— WHAT YOU SHOULD DO —
Return, unchanged, the lines of the records from the one with "target | bus roof" through the last line of the records, both included.

-- begin ENTRIES SHOWN --

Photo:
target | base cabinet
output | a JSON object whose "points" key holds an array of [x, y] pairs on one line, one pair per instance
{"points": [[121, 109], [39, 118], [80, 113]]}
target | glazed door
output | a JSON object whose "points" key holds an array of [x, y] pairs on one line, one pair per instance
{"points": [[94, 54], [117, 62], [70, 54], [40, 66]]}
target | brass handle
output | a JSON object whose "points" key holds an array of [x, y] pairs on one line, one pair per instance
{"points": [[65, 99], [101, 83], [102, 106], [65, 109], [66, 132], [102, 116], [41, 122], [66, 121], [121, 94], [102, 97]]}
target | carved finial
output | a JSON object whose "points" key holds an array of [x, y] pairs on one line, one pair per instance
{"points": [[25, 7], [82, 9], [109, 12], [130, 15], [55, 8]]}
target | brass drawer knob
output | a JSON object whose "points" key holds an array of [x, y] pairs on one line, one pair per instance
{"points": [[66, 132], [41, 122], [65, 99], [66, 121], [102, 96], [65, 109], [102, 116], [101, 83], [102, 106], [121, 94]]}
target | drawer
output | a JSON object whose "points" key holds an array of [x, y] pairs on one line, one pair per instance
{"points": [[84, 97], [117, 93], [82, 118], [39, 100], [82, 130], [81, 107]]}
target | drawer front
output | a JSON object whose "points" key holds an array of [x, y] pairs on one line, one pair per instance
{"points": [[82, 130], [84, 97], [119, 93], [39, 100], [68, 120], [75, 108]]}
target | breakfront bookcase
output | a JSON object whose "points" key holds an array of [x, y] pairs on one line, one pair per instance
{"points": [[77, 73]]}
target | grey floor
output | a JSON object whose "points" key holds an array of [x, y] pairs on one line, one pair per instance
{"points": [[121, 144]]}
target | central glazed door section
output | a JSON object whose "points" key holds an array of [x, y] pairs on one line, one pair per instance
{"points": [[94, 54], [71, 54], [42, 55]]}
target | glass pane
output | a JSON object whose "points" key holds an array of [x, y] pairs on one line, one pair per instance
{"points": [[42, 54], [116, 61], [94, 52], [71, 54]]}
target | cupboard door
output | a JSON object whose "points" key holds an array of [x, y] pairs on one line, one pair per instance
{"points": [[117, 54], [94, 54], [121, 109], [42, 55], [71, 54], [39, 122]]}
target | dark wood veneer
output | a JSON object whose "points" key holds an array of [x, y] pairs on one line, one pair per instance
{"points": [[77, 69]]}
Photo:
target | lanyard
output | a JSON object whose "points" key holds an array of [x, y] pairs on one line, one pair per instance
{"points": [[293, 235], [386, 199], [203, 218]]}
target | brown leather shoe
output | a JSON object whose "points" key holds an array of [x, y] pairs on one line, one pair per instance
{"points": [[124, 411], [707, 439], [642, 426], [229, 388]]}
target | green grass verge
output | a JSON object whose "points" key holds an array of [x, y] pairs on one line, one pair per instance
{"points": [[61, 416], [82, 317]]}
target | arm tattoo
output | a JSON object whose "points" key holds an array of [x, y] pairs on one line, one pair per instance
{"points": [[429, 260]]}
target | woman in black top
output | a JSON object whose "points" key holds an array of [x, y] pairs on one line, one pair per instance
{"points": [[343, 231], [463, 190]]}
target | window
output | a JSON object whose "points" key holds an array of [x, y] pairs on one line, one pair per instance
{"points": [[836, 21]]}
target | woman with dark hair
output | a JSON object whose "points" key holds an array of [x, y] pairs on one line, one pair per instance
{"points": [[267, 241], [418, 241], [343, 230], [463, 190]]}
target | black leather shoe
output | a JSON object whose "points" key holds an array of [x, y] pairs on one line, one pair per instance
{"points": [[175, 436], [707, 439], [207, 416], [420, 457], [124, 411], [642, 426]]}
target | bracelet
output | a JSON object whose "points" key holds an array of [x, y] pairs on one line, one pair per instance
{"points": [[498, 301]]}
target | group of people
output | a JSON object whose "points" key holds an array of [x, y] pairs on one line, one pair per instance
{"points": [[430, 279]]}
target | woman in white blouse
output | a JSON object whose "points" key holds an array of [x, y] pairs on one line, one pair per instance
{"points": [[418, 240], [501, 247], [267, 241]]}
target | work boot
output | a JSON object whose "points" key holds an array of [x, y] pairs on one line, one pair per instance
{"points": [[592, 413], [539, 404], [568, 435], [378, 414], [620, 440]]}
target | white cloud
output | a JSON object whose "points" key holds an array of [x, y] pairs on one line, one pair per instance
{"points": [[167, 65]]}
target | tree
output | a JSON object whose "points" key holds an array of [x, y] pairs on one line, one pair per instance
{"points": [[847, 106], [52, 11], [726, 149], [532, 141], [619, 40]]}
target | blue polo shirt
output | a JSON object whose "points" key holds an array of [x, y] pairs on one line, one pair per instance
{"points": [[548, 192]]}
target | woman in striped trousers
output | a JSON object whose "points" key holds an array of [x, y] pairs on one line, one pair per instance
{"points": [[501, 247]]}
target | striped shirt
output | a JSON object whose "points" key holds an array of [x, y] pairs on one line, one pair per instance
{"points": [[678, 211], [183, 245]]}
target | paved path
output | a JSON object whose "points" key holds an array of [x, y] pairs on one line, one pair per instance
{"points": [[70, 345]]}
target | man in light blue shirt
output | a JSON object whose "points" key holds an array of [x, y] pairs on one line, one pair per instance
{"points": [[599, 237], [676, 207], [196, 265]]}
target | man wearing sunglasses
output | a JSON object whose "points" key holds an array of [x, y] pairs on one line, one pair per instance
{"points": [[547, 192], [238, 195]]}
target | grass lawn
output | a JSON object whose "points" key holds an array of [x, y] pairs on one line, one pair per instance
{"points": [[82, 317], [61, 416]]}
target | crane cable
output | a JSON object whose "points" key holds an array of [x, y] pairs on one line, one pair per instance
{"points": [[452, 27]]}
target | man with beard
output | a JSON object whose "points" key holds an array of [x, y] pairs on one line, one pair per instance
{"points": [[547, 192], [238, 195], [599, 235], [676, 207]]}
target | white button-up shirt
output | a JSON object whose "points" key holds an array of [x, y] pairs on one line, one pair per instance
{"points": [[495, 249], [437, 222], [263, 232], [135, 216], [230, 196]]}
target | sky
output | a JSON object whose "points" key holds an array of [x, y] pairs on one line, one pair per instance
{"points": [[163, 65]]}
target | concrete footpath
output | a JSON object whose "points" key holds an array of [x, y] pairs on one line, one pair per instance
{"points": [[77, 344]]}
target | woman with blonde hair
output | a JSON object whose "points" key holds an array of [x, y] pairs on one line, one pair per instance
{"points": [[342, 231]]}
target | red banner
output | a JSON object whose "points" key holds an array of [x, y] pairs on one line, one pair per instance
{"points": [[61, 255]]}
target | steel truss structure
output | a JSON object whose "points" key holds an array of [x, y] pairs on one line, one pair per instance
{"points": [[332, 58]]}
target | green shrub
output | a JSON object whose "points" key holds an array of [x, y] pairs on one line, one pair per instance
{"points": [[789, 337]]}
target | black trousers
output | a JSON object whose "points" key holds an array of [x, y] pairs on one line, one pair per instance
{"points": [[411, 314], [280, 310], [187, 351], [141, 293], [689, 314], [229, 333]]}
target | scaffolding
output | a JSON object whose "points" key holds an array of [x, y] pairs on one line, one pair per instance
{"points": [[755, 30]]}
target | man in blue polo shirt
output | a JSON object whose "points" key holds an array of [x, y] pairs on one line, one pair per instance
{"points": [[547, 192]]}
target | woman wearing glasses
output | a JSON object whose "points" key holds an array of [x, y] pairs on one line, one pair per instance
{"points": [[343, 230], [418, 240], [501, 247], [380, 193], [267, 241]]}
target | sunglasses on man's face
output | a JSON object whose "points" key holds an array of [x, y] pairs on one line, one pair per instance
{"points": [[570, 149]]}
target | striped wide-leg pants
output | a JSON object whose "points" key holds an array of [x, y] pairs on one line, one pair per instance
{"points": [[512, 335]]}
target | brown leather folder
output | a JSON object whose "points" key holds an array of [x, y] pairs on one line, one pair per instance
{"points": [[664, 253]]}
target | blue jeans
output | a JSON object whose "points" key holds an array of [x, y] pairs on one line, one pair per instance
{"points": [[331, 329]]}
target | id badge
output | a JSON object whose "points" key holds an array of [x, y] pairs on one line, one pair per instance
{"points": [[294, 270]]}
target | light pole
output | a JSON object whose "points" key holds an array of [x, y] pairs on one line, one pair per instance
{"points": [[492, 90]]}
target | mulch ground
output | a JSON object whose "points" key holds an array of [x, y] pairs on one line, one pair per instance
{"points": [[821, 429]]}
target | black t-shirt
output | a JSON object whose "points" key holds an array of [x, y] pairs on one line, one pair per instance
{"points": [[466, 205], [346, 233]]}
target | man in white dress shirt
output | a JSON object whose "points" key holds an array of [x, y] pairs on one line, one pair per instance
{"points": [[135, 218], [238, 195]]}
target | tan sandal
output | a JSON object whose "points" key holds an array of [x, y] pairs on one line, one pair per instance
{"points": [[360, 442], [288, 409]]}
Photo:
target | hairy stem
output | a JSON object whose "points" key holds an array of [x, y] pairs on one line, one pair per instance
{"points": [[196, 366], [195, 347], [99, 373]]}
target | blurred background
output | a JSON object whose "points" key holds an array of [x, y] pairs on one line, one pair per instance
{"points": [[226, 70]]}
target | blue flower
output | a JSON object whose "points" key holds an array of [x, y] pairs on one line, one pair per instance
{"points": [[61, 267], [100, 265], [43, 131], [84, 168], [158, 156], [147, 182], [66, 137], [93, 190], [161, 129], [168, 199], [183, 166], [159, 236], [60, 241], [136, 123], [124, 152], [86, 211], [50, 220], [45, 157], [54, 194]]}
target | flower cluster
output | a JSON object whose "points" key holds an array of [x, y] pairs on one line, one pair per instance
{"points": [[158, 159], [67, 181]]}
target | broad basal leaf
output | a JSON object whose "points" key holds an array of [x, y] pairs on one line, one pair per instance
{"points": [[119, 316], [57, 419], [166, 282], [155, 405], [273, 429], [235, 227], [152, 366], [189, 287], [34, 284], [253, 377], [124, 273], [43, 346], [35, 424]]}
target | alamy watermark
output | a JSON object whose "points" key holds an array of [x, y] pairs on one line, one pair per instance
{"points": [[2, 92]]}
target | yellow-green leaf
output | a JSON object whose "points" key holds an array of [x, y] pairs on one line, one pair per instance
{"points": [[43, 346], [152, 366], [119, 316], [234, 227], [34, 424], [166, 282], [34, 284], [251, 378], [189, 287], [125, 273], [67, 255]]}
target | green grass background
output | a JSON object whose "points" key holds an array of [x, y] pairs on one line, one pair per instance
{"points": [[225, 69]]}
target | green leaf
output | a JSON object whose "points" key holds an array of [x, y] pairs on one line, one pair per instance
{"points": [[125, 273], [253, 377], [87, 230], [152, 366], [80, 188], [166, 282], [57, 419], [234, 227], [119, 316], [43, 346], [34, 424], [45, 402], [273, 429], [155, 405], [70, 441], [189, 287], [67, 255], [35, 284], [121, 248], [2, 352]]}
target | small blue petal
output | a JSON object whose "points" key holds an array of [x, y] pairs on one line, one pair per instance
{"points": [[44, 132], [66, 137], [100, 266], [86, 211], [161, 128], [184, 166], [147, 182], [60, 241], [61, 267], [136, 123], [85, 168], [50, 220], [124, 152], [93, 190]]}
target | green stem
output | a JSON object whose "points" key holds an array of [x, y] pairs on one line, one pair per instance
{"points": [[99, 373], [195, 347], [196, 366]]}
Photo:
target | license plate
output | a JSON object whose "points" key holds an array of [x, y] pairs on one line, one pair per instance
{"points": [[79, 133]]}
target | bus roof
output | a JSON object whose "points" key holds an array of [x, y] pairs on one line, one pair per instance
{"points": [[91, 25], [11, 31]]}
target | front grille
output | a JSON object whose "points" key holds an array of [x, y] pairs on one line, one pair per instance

-- end ENTRIES SHOWN --

— RESULT —
target | bus roof
output | a JSON object whose "points" key holds an array of [x, y] pairs on one line, one pair per instance
{"points": [[91, 25], [11, 31]]}
target | front grille
output | a JSON object whose "points" key holds an array of [x, y] pairs on one line, one pair per instance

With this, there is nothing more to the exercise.